Consegna: Scrivi il seguito del testo sul film «Lazzaro felice», cominciando dopo l'ultima frase.

=== Blocco di testo ===

Che Dio, il Dio cristiano, si manifesti in primo luogo ai “semplici”, ai “piccoli”, lo abbiamo imparato, in anni più o meno lontani, nel catechismo. A giro per le sale italiane c’è ancora (credo per poco) un film, premiato a Cannes ma temo assai poco premiato dal pubblico, che ce lo ricorda in modo perfino commovente. Lazzaro felice, buona opera di quella regista italiana dal nome teutonico, è una sorta di fiaba che intenerisce e fa pensare.
Una fiaba, nella sua inattualità, di una attualità potente: ad esempio nel nostro rapporto con i migranti che ci danno tanto fastidio, con i deboli che è facile fregare, con gli spregiudicati che sempre se la cavano, con le ingiustizie, con le tante “marchesa Alfonsina De Luna” gelide e ipocrite, con i tanti ladri che circolano impuniti.
Un passaggio l’ho trovato davvero bello: è quando Lazzaro (il contadino semplice e felice, il ragazzo che tutti sfruttano e che a tutti dà lezioni di vita) si ferma (lui, ogni tanto, si blocca in un misterioso ascolto di “voci” che solo lui sente ed avverte); si ferma sulle note di una musica dolce e invitante: musica d’organo che proviene da una chiesa. La porta, di quella chiesa, è aperta. Dentro sono riunite, in preghiera al suono d’organo, alcune suore.

=== Materiale estratto ===

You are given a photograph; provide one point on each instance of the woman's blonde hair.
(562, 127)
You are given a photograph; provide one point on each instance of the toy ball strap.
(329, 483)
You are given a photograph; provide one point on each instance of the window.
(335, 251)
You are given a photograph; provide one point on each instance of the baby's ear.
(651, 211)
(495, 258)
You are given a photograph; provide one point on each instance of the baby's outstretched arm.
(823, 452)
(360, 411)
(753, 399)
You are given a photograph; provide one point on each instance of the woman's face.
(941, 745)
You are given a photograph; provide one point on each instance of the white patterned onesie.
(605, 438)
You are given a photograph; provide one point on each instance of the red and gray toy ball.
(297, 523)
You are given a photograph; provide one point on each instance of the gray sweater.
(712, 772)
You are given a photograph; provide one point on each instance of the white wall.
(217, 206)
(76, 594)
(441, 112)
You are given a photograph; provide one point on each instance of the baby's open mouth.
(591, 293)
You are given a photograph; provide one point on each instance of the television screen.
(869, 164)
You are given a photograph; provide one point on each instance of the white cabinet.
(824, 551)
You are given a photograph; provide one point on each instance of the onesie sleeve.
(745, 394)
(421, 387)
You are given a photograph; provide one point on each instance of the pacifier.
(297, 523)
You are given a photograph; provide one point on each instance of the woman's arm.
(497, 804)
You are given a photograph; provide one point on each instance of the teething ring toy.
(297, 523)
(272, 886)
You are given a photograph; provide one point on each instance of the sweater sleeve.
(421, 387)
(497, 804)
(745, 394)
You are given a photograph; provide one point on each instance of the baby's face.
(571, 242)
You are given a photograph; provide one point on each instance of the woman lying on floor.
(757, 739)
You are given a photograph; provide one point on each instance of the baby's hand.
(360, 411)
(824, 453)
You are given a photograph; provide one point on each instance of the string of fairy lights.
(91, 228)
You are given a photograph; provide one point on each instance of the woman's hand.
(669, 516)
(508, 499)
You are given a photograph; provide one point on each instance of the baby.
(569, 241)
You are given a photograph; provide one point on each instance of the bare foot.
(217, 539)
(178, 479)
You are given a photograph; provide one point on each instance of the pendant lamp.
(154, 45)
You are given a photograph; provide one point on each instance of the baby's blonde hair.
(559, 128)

===

Risposta:
Lazzaro, lo straccione Lazzaro che un misterioso lupo aveva aiutato a “risorgere” da una caduta che lo aveva ucciso, convince gli altri straccioni suoi parenti (una scena davvero a mezzo tra Olmi e Zavattini) a entrare, intimiditi, in quella chiesa. Le suore se ne accorgono subito e una di loro si alza: va da Lazzaro e lo invita, bruscamente, a uscire.
Per lui e per gli altri straccioni non c’è spazio in chiesa, non c’è modo di ascoltare quel suono alto e altro. “Questa, mi dispiace, è una preghiera privata”, osa dire la religiosa (bene esemplificativa del cristianesimo di tanti fra noi) mentre da lassù l’organista, resosi conto del piccolo trambusto, aveva smesso di suonare.
Lazzaro e gli altri poveracci escono, a malincuore. La suora torna con le altre. L’organismo sta per ricominciare a suonare. Pigia sui tasti, ma la musica non esce. Anzi: la musica è proprio uscita, la musica sta da un’altra parte, segue, sulla strada, Lazzaro e i suoi parenti straccioni mentre, disperati, stanno tornando nel tugurio che è la loro casa.
Scena potente, commovente, educante. Almeno per chi, nell’Italia delle antiche e moderne ingiustizie (e il film di Alice Rohrwacher, con la sorella Alba e Nicoletta Braschi, ne esemplifica alcune) ha ancora voglia di educazione, di commozione. E di valori, controcorrente, forti.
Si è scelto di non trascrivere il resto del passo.